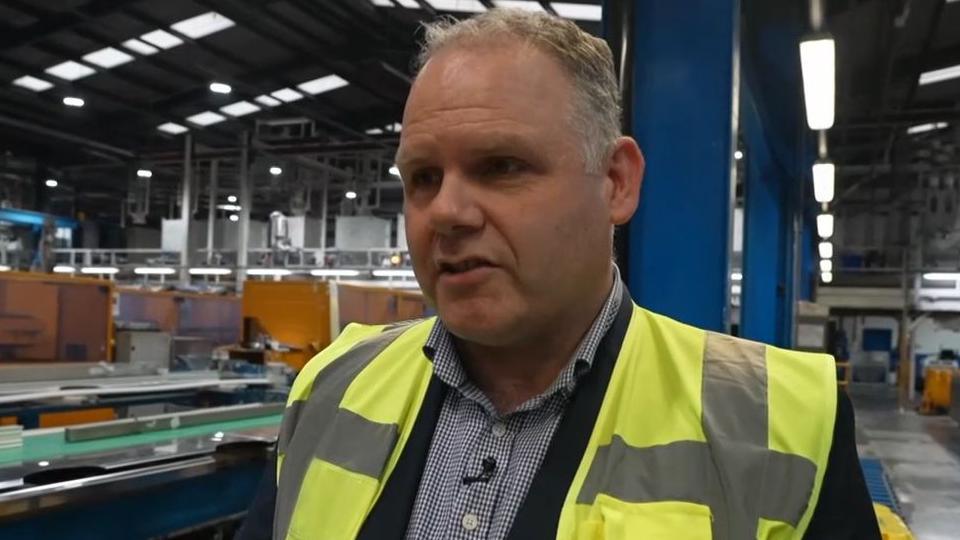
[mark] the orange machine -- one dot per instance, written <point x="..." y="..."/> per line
<point x="375" y="304"/>
<point x="213" y="317"/>
<point x="937" y="381"/>
<point x="53" y="318"/>
<point x="295" y="313"/>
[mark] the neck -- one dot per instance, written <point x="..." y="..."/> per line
<point x="511" y="374"/>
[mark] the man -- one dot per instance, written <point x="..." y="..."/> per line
<point x="542" y="403"/>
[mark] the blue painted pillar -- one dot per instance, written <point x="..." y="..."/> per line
<point x="764" y="300"/>
<point x="684" y="117"/>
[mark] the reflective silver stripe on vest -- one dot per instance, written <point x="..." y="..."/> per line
<point x="734" y="473"/>
<point x="321" y="429"/>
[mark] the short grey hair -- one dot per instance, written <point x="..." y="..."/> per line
<point x="586" y="59"/>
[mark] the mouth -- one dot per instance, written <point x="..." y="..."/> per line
<point x="462" y="266"/>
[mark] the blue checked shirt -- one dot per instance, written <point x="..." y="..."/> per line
<point x="470" y="429"/>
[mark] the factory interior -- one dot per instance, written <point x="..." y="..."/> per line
<point x="198" y="196"/>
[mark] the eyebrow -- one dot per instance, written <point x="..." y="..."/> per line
<point x="497" y="141"/>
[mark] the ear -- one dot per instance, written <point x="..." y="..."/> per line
<point x="625" y="174"/>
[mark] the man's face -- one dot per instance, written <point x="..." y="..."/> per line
<point x="505" y="227"/>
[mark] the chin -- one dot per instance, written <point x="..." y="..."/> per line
<point x="480" y="321"/>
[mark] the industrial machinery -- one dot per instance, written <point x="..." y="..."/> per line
<point x="33" y="308"/>
<point x="937" y="387"/>
<point x="154" y="476"/>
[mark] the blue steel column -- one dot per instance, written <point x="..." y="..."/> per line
<point x="684" y="108"/>
<point x="766" y="233"/>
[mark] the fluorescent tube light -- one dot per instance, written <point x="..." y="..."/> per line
<point x="332" y="272"/>
<point x="941" y="276"/>
<point x="70" y="70"/>
<point x="826" y="250"/>
<point x="268" y="272"/>
<point x="393" y="273"/>
<point x="103" y="270"/>
<point x="107" y="57"/>
<point x="171" y="128"/>
<point x="32" y="83"/>
<point x="323" y="84"/>
<point x="823" y="181"/>
<point x="239" y="108"/>
<point x="923" y="128"/>
<point x="162" y="39"/>
<point x="938" y="75"/>
<point x="202" y="25"/>
<point x="206" y="118"/>
<point x="154" y="271"/>
<point x="825" y="225"/>
<point x="138" y="46"/>
<point x="210" y="271"/>
<point x="817" y="62"/>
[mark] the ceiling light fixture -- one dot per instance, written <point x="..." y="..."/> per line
<point x="154" y="271"/>
<point x="923" y="128"/>
<point x="825" y="225"/>
<point x="323" y="84"/>
<point x="100" y="270"/>
<point x="938" y="75"/>
<point x="269" y="272"/>
<point x="287" y="95"/>
<point x="138" y="46"/>
<point x="239" y="108"/>
<point x="267" y="100"/>
<point x="823" y="181"/>
<point x="70" y="70"/>
<point x="202" y="25"/>
<point x="171" y="128"/>
<point x="32" y="83"/>
<point x="826" y="250"/>
<point x="393" y="273"/>
<point x="817" y="62"/>
<point x="333" y="272"/>
<point x="220" y="88"/>
<point x="206" y="118"/>
<point x="941" y="276"/>
<point x="209" y="271"/>
<point x="162" y="39"/>
<point x="107" y="57"/>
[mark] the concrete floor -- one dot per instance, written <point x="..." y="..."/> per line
<point x="921" y="456"/>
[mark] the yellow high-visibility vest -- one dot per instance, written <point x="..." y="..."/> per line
<point x="696" y="435"/>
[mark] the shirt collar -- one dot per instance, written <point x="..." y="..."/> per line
<point x="441" y="348"/>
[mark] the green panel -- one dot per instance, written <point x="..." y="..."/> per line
<point x="53" y="445"/>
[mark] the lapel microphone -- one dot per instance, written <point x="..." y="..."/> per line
<point x="489" y="465"/>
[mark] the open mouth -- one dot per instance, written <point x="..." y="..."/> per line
<point x="462" y="267"/>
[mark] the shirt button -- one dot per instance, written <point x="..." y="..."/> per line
<point x="470" y="521"/>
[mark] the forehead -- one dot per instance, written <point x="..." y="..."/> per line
<point x="509" y="78"/>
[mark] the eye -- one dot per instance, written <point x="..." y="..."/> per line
<point x="502" y="166"/>
<point x="425" y="178"/>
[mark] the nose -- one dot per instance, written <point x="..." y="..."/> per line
<point x="455" y="210"/>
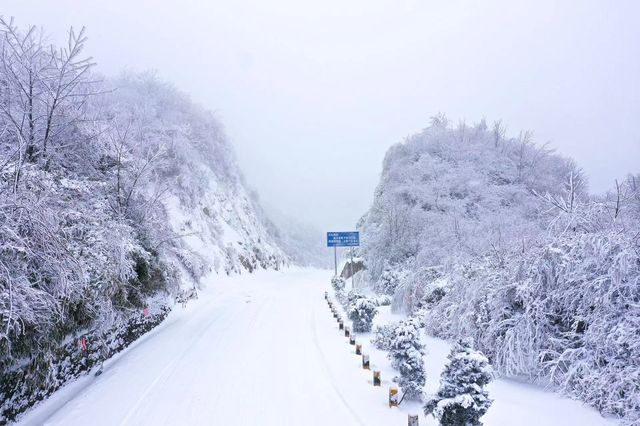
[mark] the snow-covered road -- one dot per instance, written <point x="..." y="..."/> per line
<point x="263" y="349"/>
<point x="248" y="352"/>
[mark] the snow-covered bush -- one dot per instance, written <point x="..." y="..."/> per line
<point x="108" y="189"/>
<point x="383" y="335"/>
<point x="353" y="295"/>
<point x="500" y="241"/>
<point x="461" y="399"/>
<point x="383" y="300"/>
<point x="387" y="282"/>
<point x="362" y="311"/>
<point x="406" y="355"/>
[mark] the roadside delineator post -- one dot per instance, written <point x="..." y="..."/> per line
<point x="365" y="361"/>
<point x="376" y="378"/>
<point x="393" y="396"/>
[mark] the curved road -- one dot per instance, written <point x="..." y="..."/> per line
<point x="253" y="350"/>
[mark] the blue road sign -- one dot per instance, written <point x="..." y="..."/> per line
<point x="343" y="239"/>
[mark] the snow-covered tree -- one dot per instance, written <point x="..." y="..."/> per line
<point x="462" y="398"/>
<point x="407" y="356"/>
<point x="498" y="239"/>
<point x="383" y="335"/>
<point x="338" y="283"/>
<point x="111" y="192"/>
<point x="362" y="311"/>
<point x="388" y="282"/>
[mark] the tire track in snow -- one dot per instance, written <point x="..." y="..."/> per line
<point x="331" y="379"/>
<point x="169" y="369"/>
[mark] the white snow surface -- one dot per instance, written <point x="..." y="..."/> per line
<point x="264" y="349"/>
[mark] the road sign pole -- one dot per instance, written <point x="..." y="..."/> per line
<point x="351" y="269"/>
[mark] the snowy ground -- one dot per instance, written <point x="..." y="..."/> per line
<point x="263" y="349"/>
-*-
Copy out every entry above word for word, leaving out the pictures.

■ **WRITTEN ANSWER**:
[mark] the orange machine -- one dot per instance, written <point x="..." y="..."/> per line
<point x="375" y="304"/>
<point x="213" y="317"/>
<point x="937" y="381"/>
<point x="53" y="318"/>
<point x="295" y="313"/>
[mark] the neck -- one dot per instance, written <point x="..." y="..."/> per line
<point x="511" y="374"/>
[mark] the man -- one dot per instance, written <point x="..." y="..."/> per line
<point x="542" y="403"/>
[mark] the blue painted pillar -- one dot per instance, written <point x="..." y="..."/> per line
<point x="764" y="300"/>
<point x="684" y="117"/>
[mark] the reflective silver stripe on vest -- one dot per instance, written <point x="..." y="..."/> per line
<point x="734" y="473"/>
<point x="321" y="429"/>
[mark] the short grey hair -- one dot per instance, written <point x="..." y="..."/> per line
<point x="586" y="59"/>
[mark] the mouth -- one dot per instance, written <point x="..." y="..."/> per line
<point x="462" y="266"/>
[mark] the blue checked shirt -- one dot per instance, written <point x="..." y="..."/> per line
<point x="470" y="429"/>
[mark] the factory interior -- one dot per instance, written <point x="..." y="..."/> per line
<point x="198" y="196"/>
[mark] the eyebrow -- one dot per instance, written <point x="..." y="..."/> per line
<point x="497" y="141"/>
[mark] the ear -- one dot per instance, written <point x="..." y="..."/> per line
<point x="625" y="174"/>
[mark] the man's face -- one dot per instance, written <point x="..." y="..."/> per line
<point x="505" y="227"/>
[mark] the chin -- one dot per instance, written <point x="..." y="..."/> per line
<point x="480" y="321"/>
[mark] the industrial machinery -- one dot per instance, written <point x="..." y="..."/> per line
<point x="33" y="308"/>
<point x="937" y="387"/>
<point x="154" y="476"/>
[mark] the blue steel column -- one dot per instance, written <point x="..." y="..."/> per line
<point x="684" y="108"/>
<point x="766" y="233"/>
[mark] the fluorescent tube light -- one dot per instance, written <point x="..." y="..."/> per line
<point x="332" y="272"/>
<point x="941" y="276"/>
<point x="70" y="70"/>
<point x="826" y="250"/>
<point x="268" y="272"/>
<point x="393" y="273"/>
<point x="103" y="270"/>
<point x="107" y="57"/>
<point x="171" y="128"/>
<point x="32" y="83"/>
<point x="323" y="84"/>
<point x="823" y="181"/>
<point x="239" y="108"/>
<point x="923" y="128"/>
<point x="162" y="39"/>
<point x="938" y="75"/>
<point x="202" y="25"/>
<point x="206" y="118"/>
<point x="154" y="271"/>
<point x="825" y="225"/>
<point x="138" y="46"/>
<point x="210" y="271"/>
<point x="817" y="62"/>
[mark] the ceiling light fixture -- one dot per instance, written <point x="..." y="..."/> per line
<point x="154" y="271"/>
<point x="923" y="128"/>
<point x="825" y="225"/>
<point x="323" y="84"/>
<point x="100" y="270"/>
<point x="938" y="75"/>
<point x="269" y="272"/>
<point x="287" y="95"/>
<point x="138" y="46"/>
<point x="239" y="108"/>
<point x="267" y="100"/>
<point x="823" y="181"/>
<point x="70" y="70"/>
<point x="202" y="25"/>
<point x="171" y="128"/>
<point x="32" y="83"/>
<point x="826" y="250"/>
<point x="393" y="273"/>
<point x="817" y="62"/>
<point x="333" y="272"/>
<point x="220" y="88"/>
<point x="206" y="118"/>
<point x="941" y="276"/>
<point x="209" y="271"/>
<point x="162" y="39"/>
<point x="107" y="57"/>
[mark] the concrete floor -- one dot per instance, written <point x="..." y="..."/> per line
<point x="921" y="456"/>
[mark] the yellow high-visibility vest -- one dot per instance, written <point x="..." y="..."/> per line
<point x="696" y="435"/>
[mark] the shirt collar -- one dot per instance, written <point x="..." y="..."/> per line
<point x="441" y="348"/>
[mark] the green panel -- one dot per instance, written <point x="..." y="..."/> per line
<point x="53" y="445"/>
[mark] the lapel microphone -- one dot per instance, written <point x="..." y="..."/> per line
<point x="489" y="465"/>
[mark] the open mouth -- one dot per instance, written <point x="..." y="..."/> per line
<point x="462" y="267"/>
[mark] the shirt button -- one dot per instance, written <point x="..." y="..."/> per line
<point x="470" y="521"/>
[mark] the forehead -- one dot per instance, written <point x="..." y="..."/> per line
<point x="509" y="78"/>
[mark] the eye -- one dot per instance, written <point x="..." y="..."/> per line
<point x="502" y="166"/>
<point x="425" y="178"/>
[mark] the nose -- one dot per instance, written <point x="..." y="..."/> per line
<point x="455" y="210"/>
[mark] the snow-covered road -- one dot per instance, written <point x="..." y="..."/> per line
<point x="263" y="349"/>
<point x="248" y="352"/>
[mark] the snow-covered bush -- one dot per instance, written <point x="..." y="..."/> per line
<point x="108" y="189"/>
<point x="383" y="335"/>
<point x="353" y="295"/>
<point x="500" y="241"/>
<point x="461" y="399"/>
<point x="383" y="300"/>
<point x="387" y="282"/>
<point x="362" y="311"/>
<point x="406" y="355"/>
[mark] the roadside delineator post -- one dot per instance, written <point x="..." y="..."/> per line
<point x="365" y="361"/>
<point x="376" y="378"/>
<point x="393" y="396"/>
[mark] the curved road -- one dot per instance, written <point x="..." y="..."/> per line
<point x="253" y="350"/>
[mark] the blue road sign -- one dot per instance, written <point x="..." y="..."/> per line
<point x="343" y="239"/>
[mark] the snow-covered tree -- one dot per instance, written <point x="..." y="..."/> per line
<point x="462" y="398"/>
<point x="407" y="356"/>
<point x="498" y="239"/>
<point x="383" y="335"/>
<point x="338" y="283"/>
<point x="111" y="192"/>
<point x="362" y="311"/>
<point x="388" y="282"/>
[mark] the tire track in snow -- one dot per instance, written <point x="..." y="..."/> per line
<point x="331" y="379"/>
<point x="169" y="369"/>
[mark] the white snow surface -- one dot per instance, written <point x="..." y="..."/> per line
<point x="264" y="349"/>
[mark] the road sign pole -- one dot per instance, written <point x="..." y="..."/> per line
<point x="351" y="269"/>
[mark] the snowy ground -- one dot per instance, written <point x="..." y="..."/> per line
<point x="263" y="349"/>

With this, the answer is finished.